▸ **Given task**: Please count the lines in the data below that contain the string "background", treating uppercase and lowercase as different, and reply with that number alone.

Stored data

----

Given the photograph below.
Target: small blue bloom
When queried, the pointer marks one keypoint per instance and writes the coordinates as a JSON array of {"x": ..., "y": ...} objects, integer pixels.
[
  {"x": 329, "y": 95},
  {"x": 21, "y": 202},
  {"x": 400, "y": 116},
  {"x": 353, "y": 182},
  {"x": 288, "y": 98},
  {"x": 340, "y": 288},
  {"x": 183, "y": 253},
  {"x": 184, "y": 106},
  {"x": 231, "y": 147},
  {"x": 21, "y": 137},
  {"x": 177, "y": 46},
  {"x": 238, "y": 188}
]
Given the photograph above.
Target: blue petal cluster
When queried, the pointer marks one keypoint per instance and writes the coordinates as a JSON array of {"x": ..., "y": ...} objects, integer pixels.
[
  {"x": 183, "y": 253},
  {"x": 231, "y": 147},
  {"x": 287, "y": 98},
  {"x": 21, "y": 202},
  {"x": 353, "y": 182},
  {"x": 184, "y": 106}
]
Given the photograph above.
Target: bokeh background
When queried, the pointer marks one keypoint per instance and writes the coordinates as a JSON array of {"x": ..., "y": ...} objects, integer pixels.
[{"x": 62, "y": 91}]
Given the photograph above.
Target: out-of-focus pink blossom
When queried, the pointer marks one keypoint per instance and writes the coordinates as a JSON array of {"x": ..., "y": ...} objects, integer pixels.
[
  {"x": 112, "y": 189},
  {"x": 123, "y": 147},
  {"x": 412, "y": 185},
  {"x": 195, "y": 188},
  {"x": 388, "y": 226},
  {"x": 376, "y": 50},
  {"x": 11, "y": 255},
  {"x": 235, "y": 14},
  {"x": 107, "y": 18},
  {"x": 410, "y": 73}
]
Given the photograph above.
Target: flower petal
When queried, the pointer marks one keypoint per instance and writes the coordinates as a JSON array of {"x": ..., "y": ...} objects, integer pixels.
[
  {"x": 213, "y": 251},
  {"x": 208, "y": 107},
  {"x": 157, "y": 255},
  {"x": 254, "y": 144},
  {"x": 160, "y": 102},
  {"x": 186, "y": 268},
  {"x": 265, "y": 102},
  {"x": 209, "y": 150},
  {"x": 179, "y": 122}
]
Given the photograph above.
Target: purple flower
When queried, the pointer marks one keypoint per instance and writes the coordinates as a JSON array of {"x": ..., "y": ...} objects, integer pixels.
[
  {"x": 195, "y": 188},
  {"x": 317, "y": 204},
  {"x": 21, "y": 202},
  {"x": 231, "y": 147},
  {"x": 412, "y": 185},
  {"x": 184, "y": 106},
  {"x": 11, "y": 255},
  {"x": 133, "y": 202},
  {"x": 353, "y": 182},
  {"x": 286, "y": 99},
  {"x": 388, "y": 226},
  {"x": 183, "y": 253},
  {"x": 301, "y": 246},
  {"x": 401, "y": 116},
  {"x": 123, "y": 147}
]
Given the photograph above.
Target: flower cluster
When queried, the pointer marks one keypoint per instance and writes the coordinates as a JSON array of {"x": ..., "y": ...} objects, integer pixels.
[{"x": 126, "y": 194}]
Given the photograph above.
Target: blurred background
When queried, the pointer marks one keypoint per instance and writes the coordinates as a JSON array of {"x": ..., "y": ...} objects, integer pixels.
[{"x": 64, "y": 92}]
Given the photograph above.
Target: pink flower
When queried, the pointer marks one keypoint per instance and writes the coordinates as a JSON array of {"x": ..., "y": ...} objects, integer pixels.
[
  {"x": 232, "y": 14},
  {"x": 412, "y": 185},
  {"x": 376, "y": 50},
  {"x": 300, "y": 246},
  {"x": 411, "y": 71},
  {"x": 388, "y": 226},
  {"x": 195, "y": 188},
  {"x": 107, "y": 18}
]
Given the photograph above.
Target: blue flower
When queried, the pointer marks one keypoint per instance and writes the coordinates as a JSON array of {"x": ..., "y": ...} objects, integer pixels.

----

▸ **Complete response**: 2